(Dataset entries)
[Start of section]

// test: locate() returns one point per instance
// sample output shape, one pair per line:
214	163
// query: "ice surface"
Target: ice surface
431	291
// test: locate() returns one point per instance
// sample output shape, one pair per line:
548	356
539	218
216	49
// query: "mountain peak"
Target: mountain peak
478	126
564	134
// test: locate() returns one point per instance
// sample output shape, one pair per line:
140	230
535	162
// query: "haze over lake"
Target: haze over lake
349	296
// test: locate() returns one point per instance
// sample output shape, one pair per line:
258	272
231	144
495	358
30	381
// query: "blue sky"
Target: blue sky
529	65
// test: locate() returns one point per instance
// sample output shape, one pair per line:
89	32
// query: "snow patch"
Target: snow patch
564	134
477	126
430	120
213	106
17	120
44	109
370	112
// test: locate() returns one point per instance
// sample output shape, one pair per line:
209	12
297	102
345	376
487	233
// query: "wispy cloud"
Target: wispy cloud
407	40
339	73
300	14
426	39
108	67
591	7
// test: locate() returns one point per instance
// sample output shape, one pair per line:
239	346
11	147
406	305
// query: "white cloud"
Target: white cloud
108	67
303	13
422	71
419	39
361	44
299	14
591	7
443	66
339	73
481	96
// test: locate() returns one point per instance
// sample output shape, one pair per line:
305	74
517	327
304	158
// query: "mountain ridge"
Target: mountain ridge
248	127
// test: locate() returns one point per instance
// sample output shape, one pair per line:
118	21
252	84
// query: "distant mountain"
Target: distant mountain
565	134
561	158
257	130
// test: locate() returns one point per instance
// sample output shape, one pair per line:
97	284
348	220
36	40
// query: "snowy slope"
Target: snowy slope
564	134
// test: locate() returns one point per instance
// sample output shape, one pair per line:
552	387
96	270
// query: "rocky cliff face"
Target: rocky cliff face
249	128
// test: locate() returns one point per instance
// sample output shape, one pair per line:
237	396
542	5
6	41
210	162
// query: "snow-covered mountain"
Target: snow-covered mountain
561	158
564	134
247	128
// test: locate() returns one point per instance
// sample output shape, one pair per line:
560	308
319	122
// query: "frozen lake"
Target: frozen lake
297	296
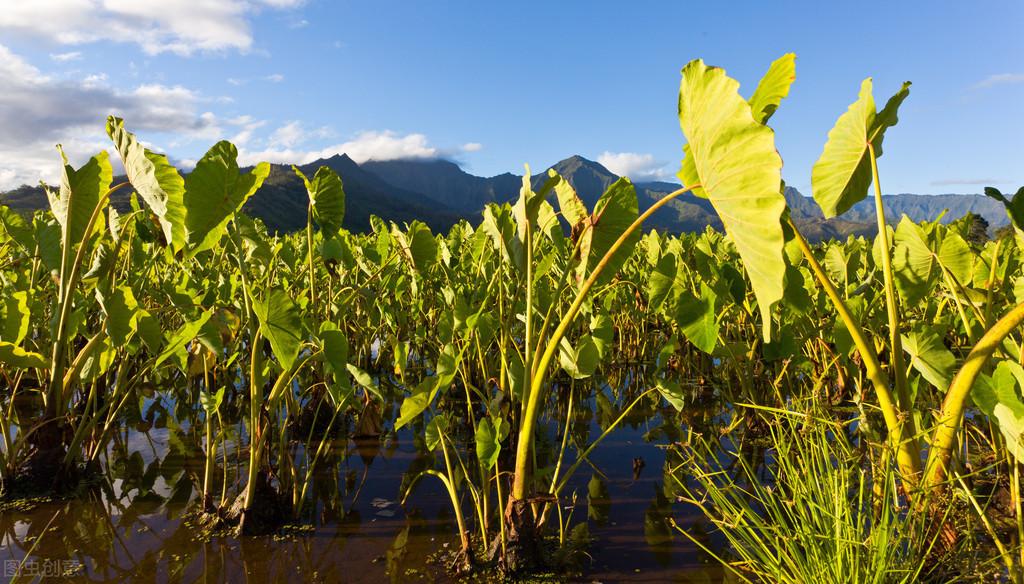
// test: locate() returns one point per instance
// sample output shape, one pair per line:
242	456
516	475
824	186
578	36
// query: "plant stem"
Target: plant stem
524	446
907	454
951	415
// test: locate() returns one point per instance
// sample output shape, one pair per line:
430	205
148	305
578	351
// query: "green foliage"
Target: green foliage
736	164
843	172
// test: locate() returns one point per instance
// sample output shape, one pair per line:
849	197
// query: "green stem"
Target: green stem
905	443
895	343
524	446
951	415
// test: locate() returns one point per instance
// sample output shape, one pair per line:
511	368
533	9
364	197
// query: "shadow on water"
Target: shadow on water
131	524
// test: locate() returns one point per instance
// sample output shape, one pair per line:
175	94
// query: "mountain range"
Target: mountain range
439	193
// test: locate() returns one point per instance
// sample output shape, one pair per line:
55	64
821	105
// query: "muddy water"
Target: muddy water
129	526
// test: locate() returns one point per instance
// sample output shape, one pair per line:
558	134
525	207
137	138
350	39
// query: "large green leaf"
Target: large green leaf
580	361
13	356
435	431
155	179
930	357
214	192
569	204
613	213
327	197
80	194
774	86
488	440
736	163
281	323
1014	205
423	394
843	172
14	325
660	281
122	314
419	246
176	342
999	399
696	318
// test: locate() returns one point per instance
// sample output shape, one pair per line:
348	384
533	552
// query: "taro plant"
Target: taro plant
731	154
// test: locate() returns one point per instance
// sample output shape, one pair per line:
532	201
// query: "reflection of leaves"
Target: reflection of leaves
598	500
655	528
396	553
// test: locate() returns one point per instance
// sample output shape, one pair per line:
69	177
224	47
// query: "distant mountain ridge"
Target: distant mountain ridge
439	193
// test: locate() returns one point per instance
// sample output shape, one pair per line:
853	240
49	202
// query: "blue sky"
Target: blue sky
495	87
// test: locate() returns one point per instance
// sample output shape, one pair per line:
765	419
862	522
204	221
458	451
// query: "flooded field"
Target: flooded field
133	520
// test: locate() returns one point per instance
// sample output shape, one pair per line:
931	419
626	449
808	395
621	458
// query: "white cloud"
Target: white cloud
366	146
66	56
999	79
239	81
954	181
181	27
634	165
38	111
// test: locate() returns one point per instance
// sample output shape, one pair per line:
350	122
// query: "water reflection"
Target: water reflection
132	522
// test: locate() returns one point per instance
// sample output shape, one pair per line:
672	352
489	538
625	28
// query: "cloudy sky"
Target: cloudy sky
496	87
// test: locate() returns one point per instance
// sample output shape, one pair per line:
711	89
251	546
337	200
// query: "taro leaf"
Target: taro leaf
102	263
13	225
498	223
695	318
547	222
602	330
427	389
569	204
47	236
419	246
150	331
417	402
211	402
955	256
214	192
15	318
999	399
80	194
843	172
912	261
327	197
736	163
13	356
930	357
435	431
154	178
774	86
582	361
335	346
281	323
177	341
365	380
122	314
672	392
613	213
526	208
1015	205
488	440
659	282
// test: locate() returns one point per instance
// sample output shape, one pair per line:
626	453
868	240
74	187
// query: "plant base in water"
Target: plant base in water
522	549
267	511
43	471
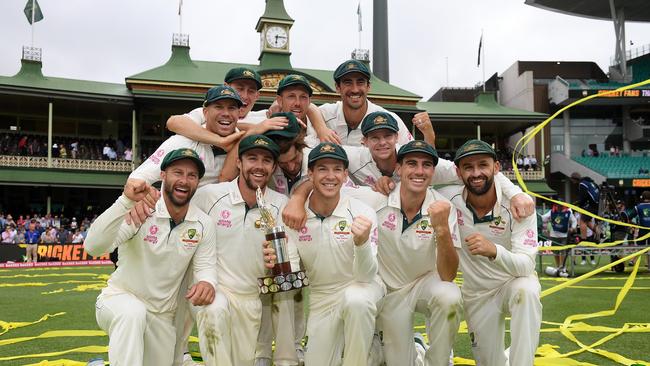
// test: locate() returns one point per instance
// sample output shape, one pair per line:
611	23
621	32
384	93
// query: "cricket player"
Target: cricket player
497	260
343	118
137	307
220	110
418	259
337	249
228	329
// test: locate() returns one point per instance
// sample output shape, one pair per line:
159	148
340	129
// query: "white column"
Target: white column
49	136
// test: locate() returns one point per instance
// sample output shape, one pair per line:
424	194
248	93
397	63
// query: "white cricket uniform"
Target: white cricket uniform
344	285
507	284
137	307
407	265
271	326
253	117
149	170
335	120
228	328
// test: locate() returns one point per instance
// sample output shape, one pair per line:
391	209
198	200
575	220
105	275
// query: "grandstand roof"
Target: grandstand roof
485	108
182	77
31	81
635	10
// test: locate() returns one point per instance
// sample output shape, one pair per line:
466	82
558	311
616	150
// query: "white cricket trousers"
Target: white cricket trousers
342	323
441	304
486	315
280	320
135	335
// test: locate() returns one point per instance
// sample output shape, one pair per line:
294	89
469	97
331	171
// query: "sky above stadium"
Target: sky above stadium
106	40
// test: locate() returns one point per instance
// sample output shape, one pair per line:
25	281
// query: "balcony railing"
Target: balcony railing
526	174
72	164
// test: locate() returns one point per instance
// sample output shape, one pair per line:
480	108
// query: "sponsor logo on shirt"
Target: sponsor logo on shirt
157	156
389	223
498	226
423	230
304	235
224	220
342	231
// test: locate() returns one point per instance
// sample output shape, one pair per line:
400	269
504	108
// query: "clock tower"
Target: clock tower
273	27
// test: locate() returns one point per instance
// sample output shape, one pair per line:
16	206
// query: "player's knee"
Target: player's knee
525	290
356	299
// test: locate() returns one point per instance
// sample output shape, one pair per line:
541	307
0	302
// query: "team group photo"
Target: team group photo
230	210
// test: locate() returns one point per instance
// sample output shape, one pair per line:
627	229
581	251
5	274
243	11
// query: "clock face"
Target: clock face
276	37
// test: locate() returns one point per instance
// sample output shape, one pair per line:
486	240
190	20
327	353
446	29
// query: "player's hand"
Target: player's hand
227	143
384	185
477	244
521	206
328	135
136	189
294	214
138	214
275	123
269	255
361	230
439	214
422	122
201	293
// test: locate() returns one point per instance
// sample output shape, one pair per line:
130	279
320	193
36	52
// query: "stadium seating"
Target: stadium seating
617	167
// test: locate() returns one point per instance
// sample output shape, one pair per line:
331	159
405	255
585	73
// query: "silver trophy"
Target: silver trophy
281	278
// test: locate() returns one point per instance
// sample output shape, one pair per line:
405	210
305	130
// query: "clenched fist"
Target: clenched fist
439	214
361	230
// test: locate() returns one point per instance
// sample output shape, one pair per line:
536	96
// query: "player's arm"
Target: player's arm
443	221
520	260
364	235
294	214
109	229
205	269
317	121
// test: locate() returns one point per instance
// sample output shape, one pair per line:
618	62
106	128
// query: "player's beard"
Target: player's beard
169	192
480	190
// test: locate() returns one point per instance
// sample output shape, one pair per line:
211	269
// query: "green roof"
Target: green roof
31	77
180	68
484	108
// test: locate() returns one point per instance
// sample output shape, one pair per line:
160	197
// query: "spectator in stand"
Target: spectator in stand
74	148
77	237
8	235
20	236
128	154
527	162
48	236
63	236
32	237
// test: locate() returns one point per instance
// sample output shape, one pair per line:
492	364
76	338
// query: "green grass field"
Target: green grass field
28	294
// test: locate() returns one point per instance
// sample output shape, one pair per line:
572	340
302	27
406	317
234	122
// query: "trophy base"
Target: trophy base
282	282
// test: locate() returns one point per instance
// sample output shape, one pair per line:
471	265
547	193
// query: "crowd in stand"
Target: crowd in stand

[End of section]

* BRIEF *
Throughout the data above, copy all lines where the word "crowd" is found.

* SOLUTION TO THE PROBLEM *
// query: "crowd in stand"
Target: crowd in stand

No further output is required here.